Complete the following.
- 1) In the amplifier measurement text, rewrite the part that opens with the words containing "The slew rate" and closes with "wave is applied.", changing "blue" to "green".
- 2) Name every instrument the amplifier measurement text says was used for the measurements.

3. Measurement Results

3.1. Chip Die and Measurement Environment

The proposed multi-path operational amplifier was fabricated using a standard 0.18-µm CMOS process. Figure 9 shows the die photograph and measurement environment of the proposed operational amplifier. The power consumption of the proposed low-noise operational amplifier is 0.174 mW with a 1.8-V supply and an active area of 1.18 mm². The fabricated chip was connected to a printed circuit board for circuit performance measurements. A waveform generator provided clock and other input signals, and signal acquisition and data analysis were performed using a digital oscilloscope. A dynamic signal analyzer was used to analyze the spectrum.

3.2. Measurement Results

The sine wave input and output and pulse wave input and output results for the buffer operation of the proposed multi-path operational amplifier are shown in Figure 10. The x-axis of (a) is 400-µs scale, the y-axis is 200-mV scale, and the x-axis of (b) is 2-µs scale, the y-axis is 50-mV scale. The red wave is the input and the blue wave is the output of the amplifier. Sinusoidal and pulse waves with an amplitude of 100 mV were applied using a 50-pF capacitive load. For the pulse response, the rise time was 1.15 µs.

The slew rate measurement results are shown in Figure 11. The red wave is the input and the blue wave is the output of the amplifier. The proposed multi-path operational amplifier exhibits a slew rate of 0.86 V/µs when a 1 V amplitude pulse wave is applied.

$$\mathrm{S}\mathrm{l}\mathrm{e}\mathrm{w}\_\mathrm{R}\mathrm{a}\mathrm{t}\mathrm{e}=\frac{\mathrm{d}{\mathrm{V}}_{\mathrm{o}}}{\mathrm{d}\mathrm{t}}=\frac{1\mathrm{V}}{1.15\mathsf{\mu }\mathrm{s}}=0.86\mathrm{V}/\mathsf{\mu }\mathrm{s}$$

(14)

Data listing.
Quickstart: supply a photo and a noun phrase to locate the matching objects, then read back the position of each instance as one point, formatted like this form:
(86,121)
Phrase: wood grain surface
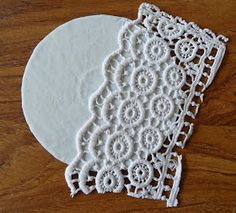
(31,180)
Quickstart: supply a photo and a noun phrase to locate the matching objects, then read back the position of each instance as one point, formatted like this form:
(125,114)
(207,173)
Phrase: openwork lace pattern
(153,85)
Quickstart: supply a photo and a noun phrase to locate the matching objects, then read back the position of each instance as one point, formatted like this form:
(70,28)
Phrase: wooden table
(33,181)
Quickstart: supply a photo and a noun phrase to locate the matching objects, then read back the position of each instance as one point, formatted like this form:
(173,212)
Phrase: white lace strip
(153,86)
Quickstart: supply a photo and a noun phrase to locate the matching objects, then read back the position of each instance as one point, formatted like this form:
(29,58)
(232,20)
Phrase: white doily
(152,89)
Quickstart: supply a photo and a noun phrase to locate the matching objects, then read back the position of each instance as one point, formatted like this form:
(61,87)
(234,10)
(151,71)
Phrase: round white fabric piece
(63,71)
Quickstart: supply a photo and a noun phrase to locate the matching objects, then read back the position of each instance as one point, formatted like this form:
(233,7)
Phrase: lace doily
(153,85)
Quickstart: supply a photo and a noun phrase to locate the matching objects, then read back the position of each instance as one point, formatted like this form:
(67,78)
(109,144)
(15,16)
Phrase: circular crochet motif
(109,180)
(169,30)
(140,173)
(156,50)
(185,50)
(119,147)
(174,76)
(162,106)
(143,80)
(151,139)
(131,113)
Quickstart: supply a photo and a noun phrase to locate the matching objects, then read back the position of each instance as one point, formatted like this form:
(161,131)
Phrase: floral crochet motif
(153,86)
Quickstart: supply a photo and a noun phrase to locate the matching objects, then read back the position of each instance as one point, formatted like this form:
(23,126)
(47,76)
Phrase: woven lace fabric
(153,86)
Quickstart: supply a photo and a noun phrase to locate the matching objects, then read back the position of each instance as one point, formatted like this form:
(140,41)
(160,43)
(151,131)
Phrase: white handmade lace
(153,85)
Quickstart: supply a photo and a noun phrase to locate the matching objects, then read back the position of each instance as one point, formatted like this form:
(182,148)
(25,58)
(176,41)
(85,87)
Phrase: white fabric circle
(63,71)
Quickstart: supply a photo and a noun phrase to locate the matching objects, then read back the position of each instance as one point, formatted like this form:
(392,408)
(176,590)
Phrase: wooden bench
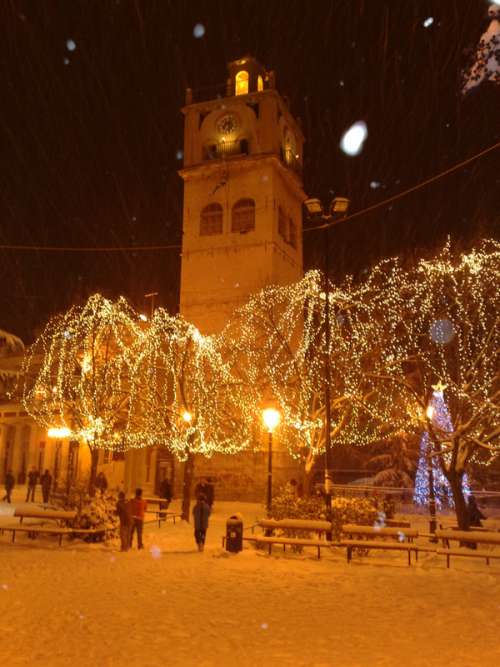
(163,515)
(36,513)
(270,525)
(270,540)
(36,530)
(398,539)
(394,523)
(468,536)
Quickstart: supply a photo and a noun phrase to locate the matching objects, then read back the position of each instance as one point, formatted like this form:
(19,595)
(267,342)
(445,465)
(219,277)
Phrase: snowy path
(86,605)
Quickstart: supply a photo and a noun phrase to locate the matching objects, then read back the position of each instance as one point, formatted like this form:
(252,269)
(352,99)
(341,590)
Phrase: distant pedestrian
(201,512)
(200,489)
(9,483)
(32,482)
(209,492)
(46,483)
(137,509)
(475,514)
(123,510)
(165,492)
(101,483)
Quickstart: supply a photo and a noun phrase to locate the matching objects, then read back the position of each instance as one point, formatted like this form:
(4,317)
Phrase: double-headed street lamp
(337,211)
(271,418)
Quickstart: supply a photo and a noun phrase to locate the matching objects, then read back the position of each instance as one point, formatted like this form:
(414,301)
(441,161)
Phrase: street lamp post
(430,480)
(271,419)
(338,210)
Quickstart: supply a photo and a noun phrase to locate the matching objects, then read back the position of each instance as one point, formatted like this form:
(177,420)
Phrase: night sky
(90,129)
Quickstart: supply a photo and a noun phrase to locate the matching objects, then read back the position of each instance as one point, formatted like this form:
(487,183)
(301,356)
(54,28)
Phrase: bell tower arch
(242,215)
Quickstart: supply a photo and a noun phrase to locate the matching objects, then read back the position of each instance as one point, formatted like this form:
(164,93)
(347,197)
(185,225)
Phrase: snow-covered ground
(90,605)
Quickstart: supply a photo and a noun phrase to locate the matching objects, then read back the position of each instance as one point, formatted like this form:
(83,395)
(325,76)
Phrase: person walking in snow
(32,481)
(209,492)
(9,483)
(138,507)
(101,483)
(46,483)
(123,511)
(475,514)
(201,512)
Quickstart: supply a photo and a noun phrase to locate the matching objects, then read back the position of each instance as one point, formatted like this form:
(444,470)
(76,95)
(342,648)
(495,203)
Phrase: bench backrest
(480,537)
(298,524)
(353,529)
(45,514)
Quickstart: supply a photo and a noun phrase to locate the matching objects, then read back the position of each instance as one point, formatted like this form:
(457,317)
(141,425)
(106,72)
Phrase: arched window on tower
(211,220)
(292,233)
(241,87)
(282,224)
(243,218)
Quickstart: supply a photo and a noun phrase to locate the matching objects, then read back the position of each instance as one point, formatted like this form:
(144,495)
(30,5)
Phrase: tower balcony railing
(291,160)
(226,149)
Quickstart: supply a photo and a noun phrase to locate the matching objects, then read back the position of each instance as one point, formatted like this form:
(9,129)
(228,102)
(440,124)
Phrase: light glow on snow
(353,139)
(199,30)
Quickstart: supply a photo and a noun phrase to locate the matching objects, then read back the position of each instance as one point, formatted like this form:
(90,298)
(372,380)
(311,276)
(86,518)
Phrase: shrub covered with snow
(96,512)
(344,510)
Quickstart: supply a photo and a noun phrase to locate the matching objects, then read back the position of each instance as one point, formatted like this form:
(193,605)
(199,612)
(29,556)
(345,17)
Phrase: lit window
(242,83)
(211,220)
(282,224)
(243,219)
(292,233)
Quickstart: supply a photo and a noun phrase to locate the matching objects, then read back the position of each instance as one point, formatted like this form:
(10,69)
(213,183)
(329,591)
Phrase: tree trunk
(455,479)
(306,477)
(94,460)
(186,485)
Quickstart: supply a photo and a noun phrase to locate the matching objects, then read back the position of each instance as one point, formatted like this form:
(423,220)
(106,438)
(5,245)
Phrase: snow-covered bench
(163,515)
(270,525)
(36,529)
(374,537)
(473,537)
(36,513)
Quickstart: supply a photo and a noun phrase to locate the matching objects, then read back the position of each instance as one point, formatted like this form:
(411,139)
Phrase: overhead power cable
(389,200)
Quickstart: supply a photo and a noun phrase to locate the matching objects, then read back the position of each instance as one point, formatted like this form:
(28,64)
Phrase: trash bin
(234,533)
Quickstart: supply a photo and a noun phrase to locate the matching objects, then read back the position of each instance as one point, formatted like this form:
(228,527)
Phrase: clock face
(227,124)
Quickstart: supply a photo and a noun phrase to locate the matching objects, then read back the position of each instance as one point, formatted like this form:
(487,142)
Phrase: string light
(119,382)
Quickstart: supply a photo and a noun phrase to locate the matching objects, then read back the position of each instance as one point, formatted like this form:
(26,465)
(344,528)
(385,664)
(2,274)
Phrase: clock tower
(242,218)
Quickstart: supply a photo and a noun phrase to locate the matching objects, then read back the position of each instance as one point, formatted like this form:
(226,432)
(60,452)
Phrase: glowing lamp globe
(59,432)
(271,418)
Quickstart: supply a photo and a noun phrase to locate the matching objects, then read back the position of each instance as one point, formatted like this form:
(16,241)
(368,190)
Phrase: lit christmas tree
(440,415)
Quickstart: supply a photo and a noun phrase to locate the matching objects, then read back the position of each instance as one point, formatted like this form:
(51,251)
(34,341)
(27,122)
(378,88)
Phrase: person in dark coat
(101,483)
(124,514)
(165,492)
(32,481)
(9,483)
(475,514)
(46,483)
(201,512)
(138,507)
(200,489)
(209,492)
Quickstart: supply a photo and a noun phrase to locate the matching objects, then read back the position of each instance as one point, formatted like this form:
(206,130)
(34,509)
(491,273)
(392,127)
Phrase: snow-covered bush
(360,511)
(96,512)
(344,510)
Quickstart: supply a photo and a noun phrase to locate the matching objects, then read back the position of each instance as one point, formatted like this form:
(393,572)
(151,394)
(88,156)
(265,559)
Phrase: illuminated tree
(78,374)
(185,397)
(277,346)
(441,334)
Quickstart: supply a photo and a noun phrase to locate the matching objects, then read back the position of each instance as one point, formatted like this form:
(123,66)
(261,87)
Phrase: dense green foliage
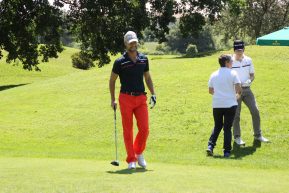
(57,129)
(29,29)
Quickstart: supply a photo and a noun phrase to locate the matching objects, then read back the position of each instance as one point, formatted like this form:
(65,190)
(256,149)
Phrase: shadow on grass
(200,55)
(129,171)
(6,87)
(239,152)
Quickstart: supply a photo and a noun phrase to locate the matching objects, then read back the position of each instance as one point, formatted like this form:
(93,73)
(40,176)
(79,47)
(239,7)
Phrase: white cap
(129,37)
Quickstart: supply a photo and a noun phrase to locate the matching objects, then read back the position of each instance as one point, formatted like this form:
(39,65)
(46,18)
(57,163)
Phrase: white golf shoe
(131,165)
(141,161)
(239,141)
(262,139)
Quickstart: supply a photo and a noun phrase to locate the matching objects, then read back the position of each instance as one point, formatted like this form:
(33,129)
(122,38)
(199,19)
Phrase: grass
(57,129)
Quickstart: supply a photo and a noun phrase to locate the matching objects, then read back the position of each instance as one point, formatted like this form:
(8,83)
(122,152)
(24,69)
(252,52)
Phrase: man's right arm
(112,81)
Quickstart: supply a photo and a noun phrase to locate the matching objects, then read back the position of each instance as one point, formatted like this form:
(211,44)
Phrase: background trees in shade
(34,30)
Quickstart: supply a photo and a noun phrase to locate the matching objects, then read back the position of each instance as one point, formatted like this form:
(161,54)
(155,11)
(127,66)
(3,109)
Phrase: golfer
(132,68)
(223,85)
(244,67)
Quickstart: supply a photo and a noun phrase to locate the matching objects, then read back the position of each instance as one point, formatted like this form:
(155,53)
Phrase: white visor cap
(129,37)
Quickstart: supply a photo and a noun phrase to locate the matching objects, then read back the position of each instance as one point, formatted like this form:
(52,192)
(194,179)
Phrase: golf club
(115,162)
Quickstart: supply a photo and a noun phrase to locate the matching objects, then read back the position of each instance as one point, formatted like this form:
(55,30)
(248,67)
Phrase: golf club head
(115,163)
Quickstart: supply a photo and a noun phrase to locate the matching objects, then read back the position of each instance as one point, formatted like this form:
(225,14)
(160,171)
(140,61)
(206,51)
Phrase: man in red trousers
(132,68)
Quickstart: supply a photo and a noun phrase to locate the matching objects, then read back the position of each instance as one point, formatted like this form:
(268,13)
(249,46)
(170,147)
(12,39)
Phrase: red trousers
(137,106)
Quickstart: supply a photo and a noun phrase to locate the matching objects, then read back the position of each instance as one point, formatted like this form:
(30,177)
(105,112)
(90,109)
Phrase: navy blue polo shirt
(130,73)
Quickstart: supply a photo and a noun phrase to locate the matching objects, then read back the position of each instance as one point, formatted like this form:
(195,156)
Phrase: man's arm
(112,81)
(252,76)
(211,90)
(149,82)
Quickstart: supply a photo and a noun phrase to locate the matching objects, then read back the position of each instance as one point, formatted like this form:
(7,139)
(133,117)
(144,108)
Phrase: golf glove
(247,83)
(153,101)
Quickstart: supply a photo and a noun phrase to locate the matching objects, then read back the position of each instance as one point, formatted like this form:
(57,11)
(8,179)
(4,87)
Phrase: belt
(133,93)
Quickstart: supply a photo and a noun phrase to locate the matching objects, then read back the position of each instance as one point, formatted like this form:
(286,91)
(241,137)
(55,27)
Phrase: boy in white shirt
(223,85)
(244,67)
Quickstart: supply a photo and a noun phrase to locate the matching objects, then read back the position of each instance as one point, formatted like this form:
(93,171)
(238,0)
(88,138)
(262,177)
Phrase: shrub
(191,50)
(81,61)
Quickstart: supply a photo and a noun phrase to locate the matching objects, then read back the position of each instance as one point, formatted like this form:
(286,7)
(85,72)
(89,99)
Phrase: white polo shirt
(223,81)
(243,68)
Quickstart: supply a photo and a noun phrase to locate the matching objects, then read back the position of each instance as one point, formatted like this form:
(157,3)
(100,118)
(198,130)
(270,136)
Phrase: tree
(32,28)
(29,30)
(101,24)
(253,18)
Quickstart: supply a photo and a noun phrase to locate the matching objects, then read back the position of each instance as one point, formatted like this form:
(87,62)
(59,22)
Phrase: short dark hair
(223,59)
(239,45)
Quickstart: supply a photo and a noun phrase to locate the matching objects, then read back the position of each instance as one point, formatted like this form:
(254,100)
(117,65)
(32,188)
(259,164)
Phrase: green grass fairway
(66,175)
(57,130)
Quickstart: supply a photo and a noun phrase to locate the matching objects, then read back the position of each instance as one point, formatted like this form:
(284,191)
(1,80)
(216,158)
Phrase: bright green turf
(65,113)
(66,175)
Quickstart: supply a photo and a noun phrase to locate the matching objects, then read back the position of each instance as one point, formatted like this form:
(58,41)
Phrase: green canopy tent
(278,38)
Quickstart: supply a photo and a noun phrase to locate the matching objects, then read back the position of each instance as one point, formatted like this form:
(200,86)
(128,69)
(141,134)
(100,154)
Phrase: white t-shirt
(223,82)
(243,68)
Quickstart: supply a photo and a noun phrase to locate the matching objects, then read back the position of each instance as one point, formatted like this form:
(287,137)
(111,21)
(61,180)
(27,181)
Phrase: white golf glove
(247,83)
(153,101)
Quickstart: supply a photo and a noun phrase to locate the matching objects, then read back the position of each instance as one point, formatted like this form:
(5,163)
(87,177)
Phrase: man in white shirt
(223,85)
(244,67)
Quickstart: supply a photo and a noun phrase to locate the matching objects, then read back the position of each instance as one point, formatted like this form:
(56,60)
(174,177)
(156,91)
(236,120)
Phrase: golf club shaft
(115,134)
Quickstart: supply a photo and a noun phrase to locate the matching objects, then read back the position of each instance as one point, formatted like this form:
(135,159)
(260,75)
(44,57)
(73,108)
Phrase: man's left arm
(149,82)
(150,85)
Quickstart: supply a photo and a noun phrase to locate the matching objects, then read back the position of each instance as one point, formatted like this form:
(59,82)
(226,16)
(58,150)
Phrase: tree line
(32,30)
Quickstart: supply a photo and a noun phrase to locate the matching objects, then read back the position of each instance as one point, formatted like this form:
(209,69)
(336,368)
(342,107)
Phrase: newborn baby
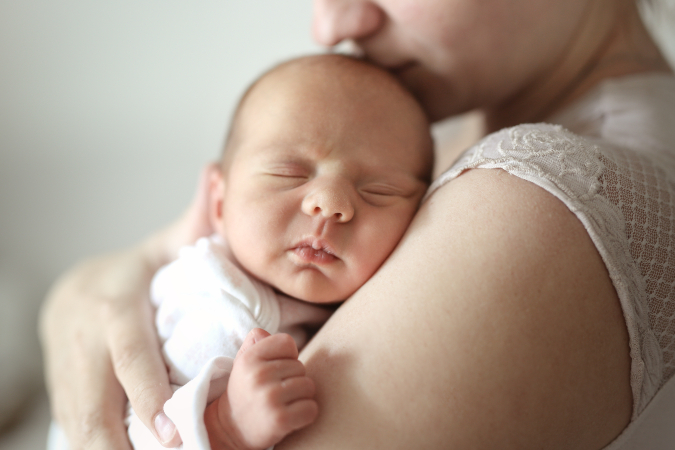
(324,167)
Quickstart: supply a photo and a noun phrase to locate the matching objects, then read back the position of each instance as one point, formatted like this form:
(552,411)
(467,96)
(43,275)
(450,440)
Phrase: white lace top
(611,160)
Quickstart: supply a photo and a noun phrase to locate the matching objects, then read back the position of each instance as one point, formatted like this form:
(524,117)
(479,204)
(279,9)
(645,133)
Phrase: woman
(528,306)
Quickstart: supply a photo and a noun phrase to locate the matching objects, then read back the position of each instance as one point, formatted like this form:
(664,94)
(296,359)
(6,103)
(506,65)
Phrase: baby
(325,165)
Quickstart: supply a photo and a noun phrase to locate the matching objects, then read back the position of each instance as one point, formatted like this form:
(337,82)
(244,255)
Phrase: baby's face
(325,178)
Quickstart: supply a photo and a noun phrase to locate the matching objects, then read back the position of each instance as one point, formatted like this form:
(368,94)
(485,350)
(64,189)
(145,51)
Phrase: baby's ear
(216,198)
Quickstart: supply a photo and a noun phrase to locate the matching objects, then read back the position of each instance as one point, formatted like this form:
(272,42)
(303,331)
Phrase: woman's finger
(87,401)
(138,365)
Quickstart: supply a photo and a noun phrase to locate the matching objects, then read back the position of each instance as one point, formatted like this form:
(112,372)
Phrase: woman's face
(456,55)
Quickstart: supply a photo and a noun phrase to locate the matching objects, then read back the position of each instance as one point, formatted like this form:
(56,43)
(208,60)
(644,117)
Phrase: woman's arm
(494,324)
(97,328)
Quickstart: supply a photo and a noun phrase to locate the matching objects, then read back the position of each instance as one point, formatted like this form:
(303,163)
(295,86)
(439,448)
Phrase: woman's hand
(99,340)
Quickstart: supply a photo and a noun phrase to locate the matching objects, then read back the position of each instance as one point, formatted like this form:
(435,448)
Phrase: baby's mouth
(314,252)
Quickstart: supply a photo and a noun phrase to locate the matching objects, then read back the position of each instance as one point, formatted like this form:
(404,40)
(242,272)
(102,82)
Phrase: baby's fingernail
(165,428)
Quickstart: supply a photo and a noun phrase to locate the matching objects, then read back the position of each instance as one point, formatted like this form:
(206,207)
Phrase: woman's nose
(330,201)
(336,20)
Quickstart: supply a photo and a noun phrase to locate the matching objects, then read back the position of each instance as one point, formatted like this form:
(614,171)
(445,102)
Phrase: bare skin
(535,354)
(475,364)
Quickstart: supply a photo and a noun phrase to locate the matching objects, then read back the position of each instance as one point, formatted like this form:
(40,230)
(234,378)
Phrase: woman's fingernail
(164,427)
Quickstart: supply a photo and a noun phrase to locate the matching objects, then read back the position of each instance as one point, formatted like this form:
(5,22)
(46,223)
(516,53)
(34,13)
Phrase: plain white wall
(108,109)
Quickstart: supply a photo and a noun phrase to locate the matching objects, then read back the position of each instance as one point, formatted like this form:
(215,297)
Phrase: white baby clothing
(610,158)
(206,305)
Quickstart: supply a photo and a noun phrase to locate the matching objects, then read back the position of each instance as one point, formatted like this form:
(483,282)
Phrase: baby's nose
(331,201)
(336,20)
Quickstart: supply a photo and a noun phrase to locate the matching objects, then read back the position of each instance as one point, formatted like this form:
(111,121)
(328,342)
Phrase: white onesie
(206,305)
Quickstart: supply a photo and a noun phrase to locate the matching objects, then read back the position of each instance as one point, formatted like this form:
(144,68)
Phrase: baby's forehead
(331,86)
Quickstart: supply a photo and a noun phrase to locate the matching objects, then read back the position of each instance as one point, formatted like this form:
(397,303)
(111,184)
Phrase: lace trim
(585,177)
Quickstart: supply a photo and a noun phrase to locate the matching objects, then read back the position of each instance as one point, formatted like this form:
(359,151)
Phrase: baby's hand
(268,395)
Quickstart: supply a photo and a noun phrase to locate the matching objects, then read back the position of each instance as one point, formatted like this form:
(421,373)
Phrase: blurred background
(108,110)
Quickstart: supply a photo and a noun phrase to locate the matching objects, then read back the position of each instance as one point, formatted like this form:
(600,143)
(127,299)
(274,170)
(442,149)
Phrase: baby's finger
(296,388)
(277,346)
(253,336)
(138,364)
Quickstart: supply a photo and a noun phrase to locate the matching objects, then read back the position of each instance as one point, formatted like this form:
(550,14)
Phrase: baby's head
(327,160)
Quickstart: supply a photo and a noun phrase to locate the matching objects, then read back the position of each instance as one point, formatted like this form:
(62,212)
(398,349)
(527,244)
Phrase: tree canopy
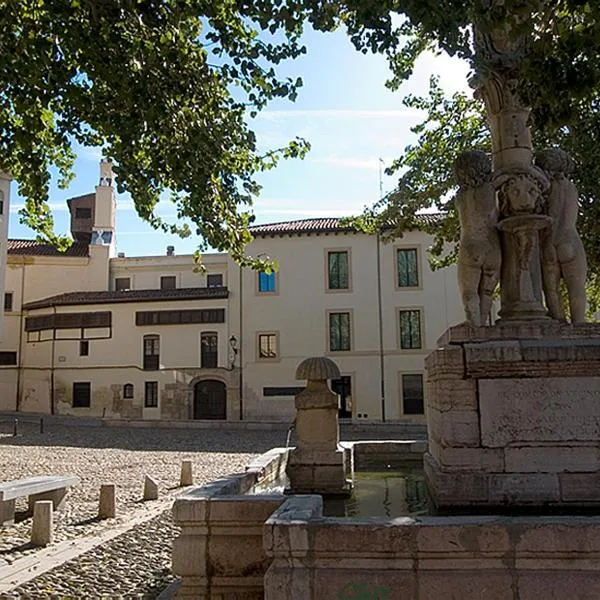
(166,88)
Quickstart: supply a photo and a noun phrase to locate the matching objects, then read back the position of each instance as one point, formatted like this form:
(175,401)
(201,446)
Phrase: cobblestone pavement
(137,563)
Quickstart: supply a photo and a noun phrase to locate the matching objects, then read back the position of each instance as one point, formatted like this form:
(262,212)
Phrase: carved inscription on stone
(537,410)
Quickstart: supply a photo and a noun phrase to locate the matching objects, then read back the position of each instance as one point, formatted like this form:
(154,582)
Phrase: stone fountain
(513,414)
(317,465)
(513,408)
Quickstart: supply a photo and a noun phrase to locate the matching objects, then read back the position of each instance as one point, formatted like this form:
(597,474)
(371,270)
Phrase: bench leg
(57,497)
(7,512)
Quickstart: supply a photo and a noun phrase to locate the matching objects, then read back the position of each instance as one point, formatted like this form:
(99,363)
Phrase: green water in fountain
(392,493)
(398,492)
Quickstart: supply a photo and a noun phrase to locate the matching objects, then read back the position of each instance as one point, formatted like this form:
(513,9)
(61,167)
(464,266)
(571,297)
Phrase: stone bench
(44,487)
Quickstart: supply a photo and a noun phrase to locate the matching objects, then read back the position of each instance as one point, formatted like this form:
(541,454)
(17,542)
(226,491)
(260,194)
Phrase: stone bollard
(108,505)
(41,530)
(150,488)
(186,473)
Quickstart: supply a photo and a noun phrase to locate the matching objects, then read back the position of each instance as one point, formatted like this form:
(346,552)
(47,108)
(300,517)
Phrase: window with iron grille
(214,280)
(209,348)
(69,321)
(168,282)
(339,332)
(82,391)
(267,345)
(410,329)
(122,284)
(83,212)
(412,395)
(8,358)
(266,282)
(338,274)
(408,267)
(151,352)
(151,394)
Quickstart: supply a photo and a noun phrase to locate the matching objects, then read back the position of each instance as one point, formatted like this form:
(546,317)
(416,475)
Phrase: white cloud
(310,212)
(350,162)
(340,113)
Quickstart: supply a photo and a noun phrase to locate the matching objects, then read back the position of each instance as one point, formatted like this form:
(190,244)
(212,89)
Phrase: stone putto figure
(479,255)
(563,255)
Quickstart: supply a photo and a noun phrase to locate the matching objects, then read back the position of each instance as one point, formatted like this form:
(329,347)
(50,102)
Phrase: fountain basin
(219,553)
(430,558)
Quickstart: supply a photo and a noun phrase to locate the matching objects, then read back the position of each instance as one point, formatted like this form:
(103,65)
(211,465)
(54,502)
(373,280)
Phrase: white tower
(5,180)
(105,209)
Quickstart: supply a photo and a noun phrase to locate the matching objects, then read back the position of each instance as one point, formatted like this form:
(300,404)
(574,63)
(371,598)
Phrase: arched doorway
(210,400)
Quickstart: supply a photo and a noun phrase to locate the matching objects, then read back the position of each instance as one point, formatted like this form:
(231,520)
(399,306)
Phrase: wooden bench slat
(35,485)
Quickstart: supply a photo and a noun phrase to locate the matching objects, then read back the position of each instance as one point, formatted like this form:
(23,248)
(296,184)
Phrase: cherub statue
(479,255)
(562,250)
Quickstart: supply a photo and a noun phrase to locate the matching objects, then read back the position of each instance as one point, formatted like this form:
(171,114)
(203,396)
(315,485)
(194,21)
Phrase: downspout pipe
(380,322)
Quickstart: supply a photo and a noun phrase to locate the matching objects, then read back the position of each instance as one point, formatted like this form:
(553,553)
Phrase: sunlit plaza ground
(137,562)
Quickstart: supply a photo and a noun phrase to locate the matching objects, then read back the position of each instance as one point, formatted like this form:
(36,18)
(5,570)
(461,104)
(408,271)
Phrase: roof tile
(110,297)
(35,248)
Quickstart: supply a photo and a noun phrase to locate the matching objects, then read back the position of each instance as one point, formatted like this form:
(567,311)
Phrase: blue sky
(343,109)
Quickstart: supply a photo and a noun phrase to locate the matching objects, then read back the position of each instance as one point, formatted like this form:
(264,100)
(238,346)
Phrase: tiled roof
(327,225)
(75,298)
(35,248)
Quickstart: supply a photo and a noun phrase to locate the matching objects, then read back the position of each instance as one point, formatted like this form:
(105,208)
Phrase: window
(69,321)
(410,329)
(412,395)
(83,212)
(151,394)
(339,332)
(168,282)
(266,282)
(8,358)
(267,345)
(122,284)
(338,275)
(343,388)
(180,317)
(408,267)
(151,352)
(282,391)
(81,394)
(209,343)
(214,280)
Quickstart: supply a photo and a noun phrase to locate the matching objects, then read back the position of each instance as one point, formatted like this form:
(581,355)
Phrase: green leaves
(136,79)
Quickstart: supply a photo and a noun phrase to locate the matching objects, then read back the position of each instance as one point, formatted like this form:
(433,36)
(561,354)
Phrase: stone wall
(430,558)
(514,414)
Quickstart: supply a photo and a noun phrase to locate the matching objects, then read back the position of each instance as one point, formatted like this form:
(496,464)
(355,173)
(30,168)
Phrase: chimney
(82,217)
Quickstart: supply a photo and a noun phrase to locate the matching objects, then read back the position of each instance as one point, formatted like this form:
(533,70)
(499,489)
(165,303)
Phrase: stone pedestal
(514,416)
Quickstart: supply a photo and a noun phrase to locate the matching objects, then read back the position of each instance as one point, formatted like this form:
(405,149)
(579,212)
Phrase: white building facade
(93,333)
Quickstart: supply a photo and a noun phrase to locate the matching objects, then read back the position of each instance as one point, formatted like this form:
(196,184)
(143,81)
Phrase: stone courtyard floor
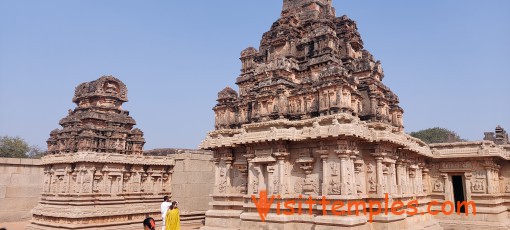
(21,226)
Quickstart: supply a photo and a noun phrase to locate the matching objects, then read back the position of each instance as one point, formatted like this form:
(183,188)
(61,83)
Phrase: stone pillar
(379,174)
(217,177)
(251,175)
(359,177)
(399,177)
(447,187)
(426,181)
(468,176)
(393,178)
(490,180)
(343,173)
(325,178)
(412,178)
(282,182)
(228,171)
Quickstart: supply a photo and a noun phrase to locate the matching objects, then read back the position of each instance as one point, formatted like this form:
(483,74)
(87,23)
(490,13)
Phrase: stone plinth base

Answers below.
- 1)
The slew rate measurement results are shown in Figure 11. The red wave is the input and the green wave is the output of the amplifier. The proposed multi-path operational amplifier exhibits a slew rate of 0.86 V/µs when a 1 V amplitude pulse wave is applied.

- 2)
- Waveform generator
- Digital oscilloscope
- Dynamic signal analyzer